**Your goal:** Return, in full, each line from the rows below that contains the word "control".

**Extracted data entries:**
+-------+

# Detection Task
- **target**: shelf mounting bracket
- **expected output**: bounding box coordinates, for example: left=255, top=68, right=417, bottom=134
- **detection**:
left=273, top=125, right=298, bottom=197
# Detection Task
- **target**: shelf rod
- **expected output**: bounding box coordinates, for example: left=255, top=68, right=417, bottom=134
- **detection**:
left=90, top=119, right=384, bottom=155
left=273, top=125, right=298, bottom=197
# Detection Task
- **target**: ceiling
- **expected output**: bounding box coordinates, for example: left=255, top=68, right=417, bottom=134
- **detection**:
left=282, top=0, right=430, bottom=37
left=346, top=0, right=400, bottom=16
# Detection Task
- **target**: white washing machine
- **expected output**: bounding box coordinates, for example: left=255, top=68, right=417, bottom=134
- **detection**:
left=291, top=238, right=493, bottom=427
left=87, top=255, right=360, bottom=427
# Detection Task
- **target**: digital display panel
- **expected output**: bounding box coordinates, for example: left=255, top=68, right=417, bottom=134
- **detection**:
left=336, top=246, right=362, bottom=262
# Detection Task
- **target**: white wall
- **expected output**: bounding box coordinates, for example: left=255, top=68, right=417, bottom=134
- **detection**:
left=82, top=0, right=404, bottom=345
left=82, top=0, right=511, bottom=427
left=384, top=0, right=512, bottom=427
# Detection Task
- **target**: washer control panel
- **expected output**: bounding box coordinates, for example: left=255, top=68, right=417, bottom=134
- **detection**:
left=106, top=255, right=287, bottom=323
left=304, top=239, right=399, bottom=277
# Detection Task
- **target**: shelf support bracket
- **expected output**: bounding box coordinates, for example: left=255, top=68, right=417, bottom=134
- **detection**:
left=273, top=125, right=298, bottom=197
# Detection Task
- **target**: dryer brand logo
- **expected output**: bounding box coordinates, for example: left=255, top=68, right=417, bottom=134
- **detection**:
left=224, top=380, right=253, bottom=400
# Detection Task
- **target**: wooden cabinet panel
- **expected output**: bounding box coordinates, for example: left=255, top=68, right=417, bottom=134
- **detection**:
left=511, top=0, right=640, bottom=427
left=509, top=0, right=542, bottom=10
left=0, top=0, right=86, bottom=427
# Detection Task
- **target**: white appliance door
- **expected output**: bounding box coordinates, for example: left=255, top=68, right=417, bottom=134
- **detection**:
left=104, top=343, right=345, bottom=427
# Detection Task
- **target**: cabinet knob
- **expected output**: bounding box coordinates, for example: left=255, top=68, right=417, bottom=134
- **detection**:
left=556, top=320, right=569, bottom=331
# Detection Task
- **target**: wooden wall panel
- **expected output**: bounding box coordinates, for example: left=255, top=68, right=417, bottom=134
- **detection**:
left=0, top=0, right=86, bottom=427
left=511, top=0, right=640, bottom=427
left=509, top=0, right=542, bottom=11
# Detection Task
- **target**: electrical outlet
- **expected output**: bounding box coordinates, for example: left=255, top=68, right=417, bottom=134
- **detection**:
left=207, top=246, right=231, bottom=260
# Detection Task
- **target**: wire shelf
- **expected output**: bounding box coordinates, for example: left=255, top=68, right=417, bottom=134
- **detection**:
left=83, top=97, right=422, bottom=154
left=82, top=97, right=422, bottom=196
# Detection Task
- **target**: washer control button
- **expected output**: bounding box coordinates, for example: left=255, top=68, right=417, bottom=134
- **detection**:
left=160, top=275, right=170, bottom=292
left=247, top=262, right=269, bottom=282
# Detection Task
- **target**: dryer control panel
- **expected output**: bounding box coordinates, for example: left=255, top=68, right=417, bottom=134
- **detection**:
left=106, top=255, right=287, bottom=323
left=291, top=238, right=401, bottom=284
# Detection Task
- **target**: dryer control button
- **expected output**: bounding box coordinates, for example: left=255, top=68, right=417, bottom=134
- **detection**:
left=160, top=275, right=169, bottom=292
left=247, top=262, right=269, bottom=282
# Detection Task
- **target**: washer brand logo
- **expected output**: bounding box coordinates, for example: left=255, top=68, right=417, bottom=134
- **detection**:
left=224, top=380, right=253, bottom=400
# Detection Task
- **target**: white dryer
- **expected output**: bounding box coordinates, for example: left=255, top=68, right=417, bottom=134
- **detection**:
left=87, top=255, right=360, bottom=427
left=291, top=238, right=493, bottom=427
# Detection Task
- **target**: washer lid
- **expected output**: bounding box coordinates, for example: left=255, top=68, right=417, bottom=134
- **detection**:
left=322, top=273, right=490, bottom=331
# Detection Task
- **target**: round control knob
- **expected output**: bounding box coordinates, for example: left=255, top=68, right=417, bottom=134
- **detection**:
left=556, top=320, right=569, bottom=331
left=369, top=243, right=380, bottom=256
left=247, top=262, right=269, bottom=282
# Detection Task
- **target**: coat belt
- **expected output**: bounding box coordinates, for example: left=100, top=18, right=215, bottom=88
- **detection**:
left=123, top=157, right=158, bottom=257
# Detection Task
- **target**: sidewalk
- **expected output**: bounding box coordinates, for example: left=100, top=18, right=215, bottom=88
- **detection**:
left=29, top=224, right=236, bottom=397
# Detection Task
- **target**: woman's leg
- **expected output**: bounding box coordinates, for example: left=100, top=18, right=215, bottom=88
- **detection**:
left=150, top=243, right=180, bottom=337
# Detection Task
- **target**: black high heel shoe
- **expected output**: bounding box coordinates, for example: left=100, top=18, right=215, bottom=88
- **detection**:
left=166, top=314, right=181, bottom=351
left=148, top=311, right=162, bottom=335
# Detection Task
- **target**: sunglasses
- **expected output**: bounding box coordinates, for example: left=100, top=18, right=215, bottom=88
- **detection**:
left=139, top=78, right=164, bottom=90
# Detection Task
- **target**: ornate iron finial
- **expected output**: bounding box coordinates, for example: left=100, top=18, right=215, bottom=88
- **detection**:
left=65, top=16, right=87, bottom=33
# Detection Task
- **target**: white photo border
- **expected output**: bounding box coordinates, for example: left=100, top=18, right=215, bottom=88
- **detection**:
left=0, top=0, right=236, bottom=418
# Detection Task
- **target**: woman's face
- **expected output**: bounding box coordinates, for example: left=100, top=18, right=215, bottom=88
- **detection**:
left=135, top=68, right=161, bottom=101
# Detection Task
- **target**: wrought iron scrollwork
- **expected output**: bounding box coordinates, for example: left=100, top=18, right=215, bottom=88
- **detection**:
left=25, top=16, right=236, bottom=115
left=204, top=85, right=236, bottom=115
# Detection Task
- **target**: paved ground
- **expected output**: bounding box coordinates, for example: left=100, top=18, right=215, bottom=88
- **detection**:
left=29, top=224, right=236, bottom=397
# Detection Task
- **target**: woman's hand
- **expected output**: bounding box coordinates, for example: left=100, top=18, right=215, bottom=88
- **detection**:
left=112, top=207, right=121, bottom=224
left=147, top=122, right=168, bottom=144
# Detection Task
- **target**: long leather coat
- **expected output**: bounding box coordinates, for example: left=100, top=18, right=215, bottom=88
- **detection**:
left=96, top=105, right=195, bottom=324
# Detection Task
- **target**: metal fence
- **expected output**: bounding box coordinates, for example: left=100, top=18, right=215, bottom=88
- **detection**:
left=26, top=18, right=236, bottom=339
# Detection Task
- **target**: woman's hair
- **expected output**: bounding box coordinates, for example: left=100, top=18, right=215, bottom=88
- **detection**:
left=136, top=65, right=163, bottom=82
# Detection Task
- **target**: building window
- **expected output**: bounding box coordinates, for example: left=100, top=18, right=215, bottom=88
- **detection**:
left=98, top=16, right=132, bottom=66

+-------+

**The result:**
- **target**: washer control panel
- **target**: washer control button
- **target**: dryer control panel
- **target**: dryer control button
- **target**: round control knob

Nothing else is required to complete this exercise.